Document section:
· · · · ·

Kansas Legislative Report, January 15-19

The second week of the 2018 Kansas Legislative Session was very short with the Legislature being out on Monday in observance of the Martin Luther King Holiday and Friday being pro forma. That left only three days for actual work. The majority of that work was a continuation of informational briefings from the various state agencies as well as a few hearings on simple bills dealing primarily with technical matters and clarification of existing policies. Next week is a full week and will likely begin the ramping up from the languid pace of the first two weeks.

K-12 Funding

The principle issue of the 2018 session thus far remains the issue of meeting the Kansas Supreme Court order to address the adequacy portion of school funding. A number of hearings were held this week in each of the educational committees as well as Senate Ways and Means and House Appropriations. This was largely a rehashing of the reports the interim committees received prior to the start of the session and clarification on both the history of school finance litigation as well as the steps taken to comply with the constitutional requirement. The hearings were exclusively informational with no specific action being recommended. The only concrete policy currently on the table is in Governor Brownback’s budget calling for an increase of $100 million each year for the next five years. Meeting the Kansas Supreme Court’s order is the biggest issue that must
be settled this session.

State of the Judiciary

On Wednesday Chief Justice Lawton Nuss delivered the State of the Judiciary to a joint meeting of the House and Senate. Chief Justice Nuss stated the Kansas Judiciary will submit a budget to the Legislature calling for an increase in salaries for judicial employees. Chief Justice Nuss pointed out that Kansas ranks 49th in the nation in District Court Judge salaries and that entry level employees are barely paid more than the starting wage at Wal-Mart. These low salaries have resulted in a turnover rate of 15%, nearly 5 times the national average and that a third of judicial jobs provide salaries below the federal poverty line.

Federal Appointment of Governor Brownback

On Thursday Governor Brownback’s nomination to the post of Ambassador At-Large for International Religious Freedom was passed out of the Senate Foreign Relations Committee on a voice vote and sent to the full Senate for confirmation. Governor Brownback was nominated to the same position in 2017 but the Senate failed to vote on the nomination and it was not carried over to 2018 requiring the process to begin anew. There is no timetable for when the full Senate will vote but it is expected to be in the next few weeks and it is assumed he will be confirmed at that time.

· · · · ·

Material shown:
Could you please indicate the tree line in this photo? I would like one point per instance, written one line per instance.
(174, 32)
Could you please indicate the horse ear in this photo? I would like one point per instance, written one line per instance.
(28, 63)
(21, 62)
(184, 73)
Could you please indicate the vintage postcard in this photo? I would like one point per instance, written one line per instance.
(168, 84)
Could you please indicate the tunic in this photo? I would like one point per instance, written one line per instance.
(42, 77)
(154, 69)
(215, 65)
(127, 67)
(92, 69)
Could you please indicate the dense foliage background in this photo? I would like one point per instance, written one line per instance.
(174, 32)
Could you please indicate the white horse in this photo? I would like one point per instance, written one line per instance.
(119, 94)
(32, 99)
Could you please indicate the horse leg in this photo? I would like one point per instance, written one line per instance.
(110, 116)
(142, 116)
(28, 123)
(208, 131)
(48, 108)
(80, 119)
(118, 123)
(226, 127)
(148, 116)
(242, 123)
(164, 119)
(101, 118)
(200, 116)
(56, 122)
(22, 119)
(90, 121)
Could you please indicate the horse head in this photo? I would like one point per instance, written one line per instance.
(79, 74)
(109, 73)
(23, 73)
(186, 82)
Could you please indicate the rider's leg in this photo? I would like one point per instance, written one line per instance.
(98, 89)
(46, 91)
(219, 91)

· · · · ·

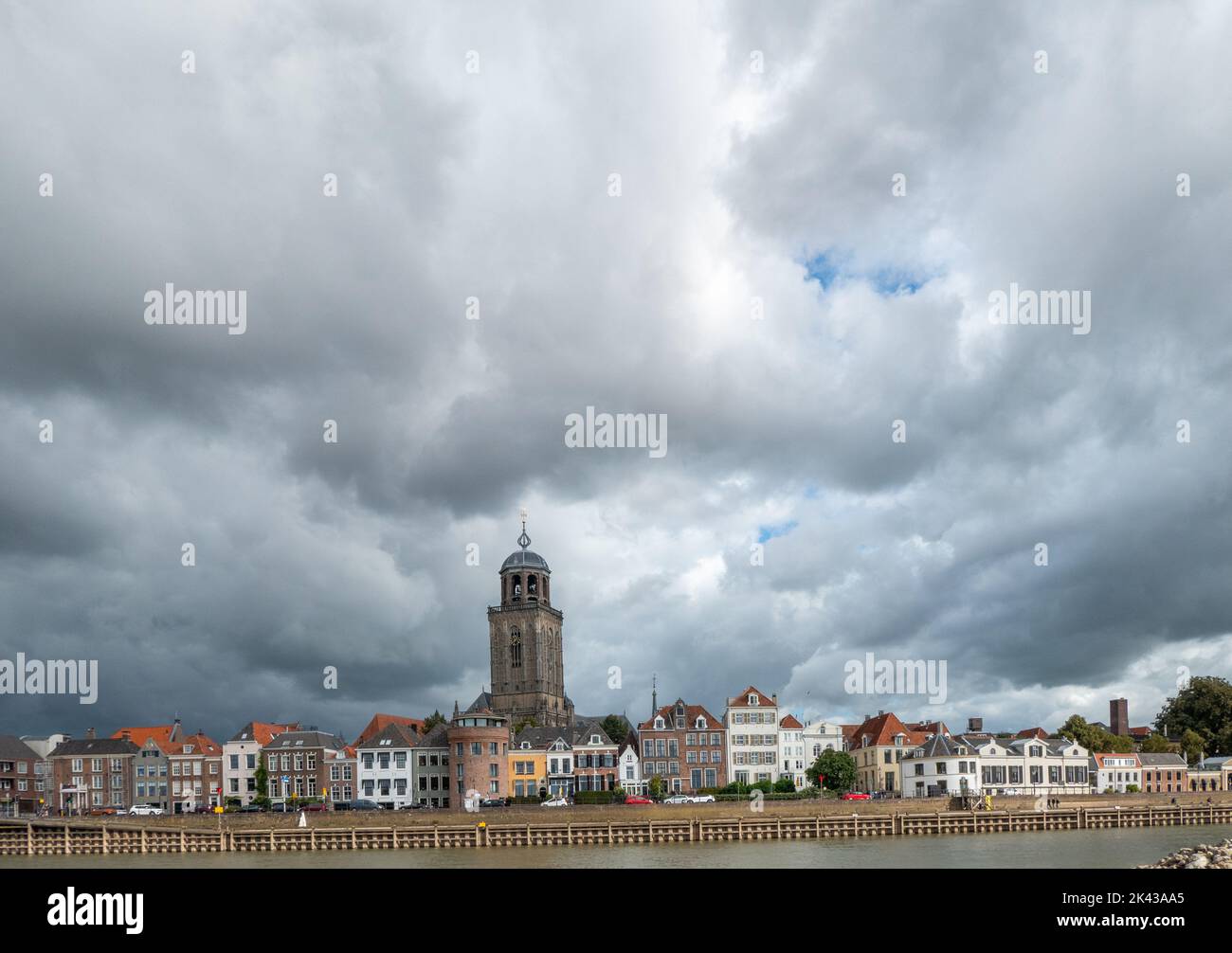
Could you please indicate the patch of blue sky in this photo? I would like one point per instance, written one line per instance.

· · · · ·

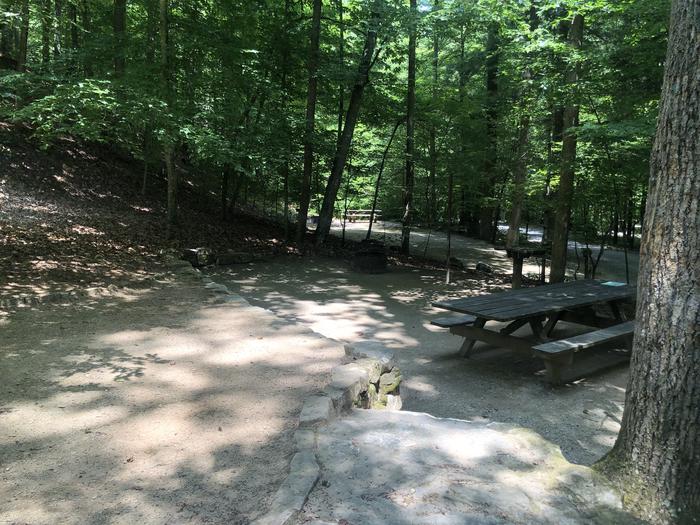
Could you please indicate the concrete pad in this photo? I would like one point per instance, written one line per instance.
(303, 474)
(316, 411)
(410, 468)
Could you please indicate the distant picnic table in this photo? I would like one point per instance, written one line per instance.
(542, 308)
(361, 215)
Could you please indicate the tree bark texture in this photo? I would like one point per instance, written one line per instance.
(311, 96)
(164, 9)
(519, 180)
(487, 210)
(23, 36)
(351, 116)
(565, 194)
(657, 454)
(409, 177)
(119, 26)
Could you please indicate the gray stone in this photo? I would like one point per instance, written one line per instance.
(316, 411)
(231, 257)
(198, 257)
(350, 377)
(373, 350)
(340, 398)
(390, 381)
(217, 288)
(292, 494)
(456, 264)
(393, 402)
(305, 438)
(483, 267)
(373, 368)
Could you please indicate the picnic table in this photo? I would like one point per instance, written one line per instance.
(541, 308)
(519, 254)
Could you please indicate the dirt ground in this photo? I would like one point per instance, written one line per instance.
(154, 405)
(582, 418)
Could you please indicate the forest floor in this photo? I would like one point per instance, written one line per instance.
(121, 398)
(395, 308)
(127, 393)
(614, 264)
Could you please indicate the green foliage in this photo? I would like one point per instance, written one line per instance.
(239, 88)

· · · · ·

Given problem A: According to the Kansas legislative report, where does Kansas rank nationally in District Court Judge salaries?
Given problem B: Please copy the Kansas legislative report word for word from "K-12 Funding" to "settled this session.".
Given problem C: Carry on writing the Kansas legislative report, starting after its final sentence.

Written reply A: 49th in the nation.

Written reply B:
K-12 Funding

The principle issue of the 2018 session thus far remains the issue of meeting the Kansas Supreme Court order to address the adequacy portion of school funding. A number of hearings were held this week in each of the educational committees as well as Senate Ways and Means and House Appropriations. This was largely a rehashing of the reports the interim committees received prior to the start of the session and clarification on both the history of school finance litigation as well as the steps taken to comply with the constitutional requirement. The hearings were exclusively informational with no specific action being recommended. The only concrete policy currently on the table is in Governor Brownback’s budget calling for an increase of $100 million each year for the next five years. Meeting the Kansas Supreme Court’s order is the biggest issue that must
be settled this session.

Written reply C:
Autonomous Vehicles

The House and Senate Transportation Committees held informational hearings on the future of autonomous vehicles this week. A variety of issues were discussed including reducing accidents; licensing and registering the vehicles; the potential benefit to the elderly and disabled; who is responsible in the event of an accident; the security of the guidance system; and what laws states need to be enacting to prepare for this new technology. Susan DeCourcy, regional administrator for the National Highway Traffic Safety Administration, said NHTSA is encouraging states to take steps such as reviewing all their motor vehicle laws and identifying those that may need to be changed to accommodate driverless vehicles. But she said the agency strongly discourages states from adopting laws or regulations that could be an impediment to deploying ADS vehicles.

Interesting Bills Introduced

While the majority of the work done this week was on informational briefings and hearings a number of interesting bills were introduced a few of which included:

  • Senator Skubal introduced a comprehensive bill to serve as a new highway plan going forward to replace the expiring ten-year-old T-Works bill.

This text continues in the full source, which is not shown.